#### Short task
Reproduce only the stretch of entries from the line containing "seg: tree trunk" through the line containing "518 722 L 522", both included, and leave out the pictures. Keep the requests and their format samples unchanged, but in the answers multiply every number (the viewBox dimensions and path coordinates) by 2.1 and round to whole numbers, with halves rounded up.

━━━━━ Record excerpts

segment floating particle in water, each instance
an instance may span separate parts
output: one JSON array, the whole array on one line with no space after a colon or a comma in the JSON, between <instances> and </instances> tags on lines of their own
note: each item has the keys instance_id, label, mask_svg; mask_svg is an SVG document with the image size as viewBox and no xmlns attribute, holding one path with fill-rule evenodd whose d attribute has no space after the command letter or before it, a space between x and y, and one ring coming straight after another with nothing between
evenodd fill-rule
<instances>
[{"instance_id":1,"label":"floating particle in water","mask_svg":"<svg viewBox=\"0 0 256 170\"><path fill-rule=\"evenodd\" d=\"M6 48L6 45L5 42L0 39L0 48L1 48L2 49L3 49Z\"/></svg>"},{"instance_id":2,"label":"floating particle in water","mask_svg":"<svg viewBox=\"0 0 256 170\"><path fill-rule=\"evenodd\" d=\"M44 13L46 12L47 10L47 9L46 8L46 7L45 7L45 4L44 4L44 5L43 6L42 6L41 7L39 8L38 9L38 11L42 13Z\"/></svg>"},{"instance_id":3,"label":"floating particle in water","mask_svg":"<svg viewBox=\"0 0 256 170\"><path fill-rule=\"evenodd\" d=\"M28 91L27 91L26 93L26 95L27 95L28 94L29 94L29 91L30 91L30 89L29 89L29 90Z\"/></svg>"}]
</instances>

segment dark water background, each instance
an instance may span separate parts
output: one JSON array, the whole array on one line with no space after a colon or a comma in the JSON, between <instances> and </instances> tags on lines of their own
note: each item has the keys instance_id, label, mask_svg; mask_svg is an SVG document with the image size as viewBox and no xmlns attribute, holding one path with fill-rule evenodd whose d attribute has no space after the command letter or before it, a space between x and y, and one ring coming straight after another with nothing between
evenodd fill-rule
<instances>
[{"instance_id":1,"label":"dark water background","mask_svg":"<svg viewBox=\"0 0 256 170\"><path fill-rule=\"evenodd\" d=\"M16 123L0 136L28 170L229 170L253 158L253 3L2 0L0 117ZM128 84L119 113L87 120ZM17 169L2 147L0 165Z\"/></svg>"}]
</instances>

━━━━━━━━━━
━━━━━ Record excerpts

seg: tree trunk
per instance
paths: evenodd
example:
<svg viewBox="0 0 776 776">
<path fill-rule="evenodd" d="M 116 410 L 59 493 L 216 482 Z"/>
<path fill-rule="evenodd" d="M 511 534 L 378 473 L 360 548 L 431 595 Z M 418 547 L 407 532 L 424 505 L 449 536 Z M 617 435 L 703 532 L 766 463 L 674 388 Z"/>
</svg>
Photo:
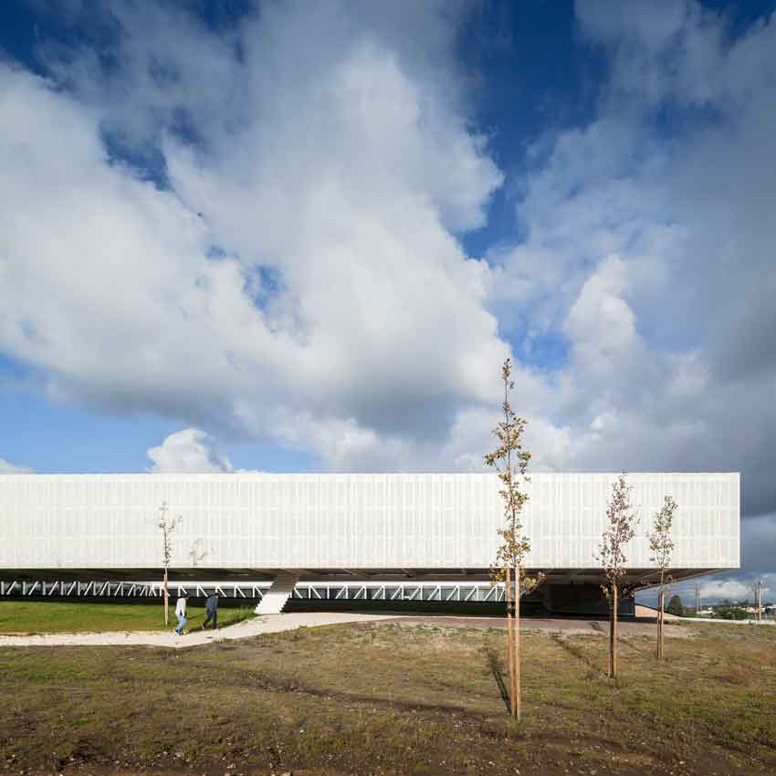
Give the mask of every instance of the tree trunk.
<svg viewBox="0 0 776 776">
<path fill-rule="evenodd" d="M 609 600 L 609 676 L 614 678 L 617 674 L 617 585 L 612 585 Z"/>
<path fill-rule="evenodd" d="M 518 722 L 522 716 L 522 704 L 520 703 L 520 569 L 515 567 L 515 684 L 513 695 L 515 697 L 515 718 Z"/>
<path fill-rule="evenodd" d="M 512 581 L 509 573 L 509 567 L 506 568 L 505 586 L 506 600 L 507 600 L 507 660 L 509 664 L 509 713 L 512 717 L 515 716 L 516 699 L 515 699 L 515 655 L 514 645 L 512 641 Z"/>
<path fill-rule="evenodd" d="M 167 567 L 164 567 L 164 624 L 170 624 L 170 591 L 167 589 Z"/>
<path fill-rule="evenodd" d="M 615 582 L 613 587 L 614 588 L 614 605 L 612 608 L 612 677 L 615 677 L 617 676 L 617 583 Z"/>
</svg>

━━━━━━━━━━

#### Written solution
seg: tree trunk
per instance
paths: evenodd
example:
<svg viewBox="0 0 776 776">
<path fill-rule="evenodd" d="M 116 410 L 59 493 L 216 482 Z"/>
<path fill-rule="evenodd" d="M 511 534 L 378 473 L 360 548 L 431 595 Z M 418 547 L 407 532 L 424 505 L 449 536 Z M 617 435 L 703 532 L 766 463 L 674 388 Z"/>
</svg>
Photo:
Give the mask of every instance of the tree trunk.
<svg viewBox="0 0 1630 1630">
<path fill-rule="evenodd" d="M 1279 1260 L 1279 1420 L 1289 1424 L 1296 1415 L 1296 1229 L 1285 1229 Z"/>
<path fill-rule="evenodd" d="M 1088 1516 L 1096 1504 L 1096 1478 L 1092 1476 L 1092 1195 L 1082 1191 L 1082 1436 L 1077 1460 L 1082 1464 L 1082 1508 Z"/>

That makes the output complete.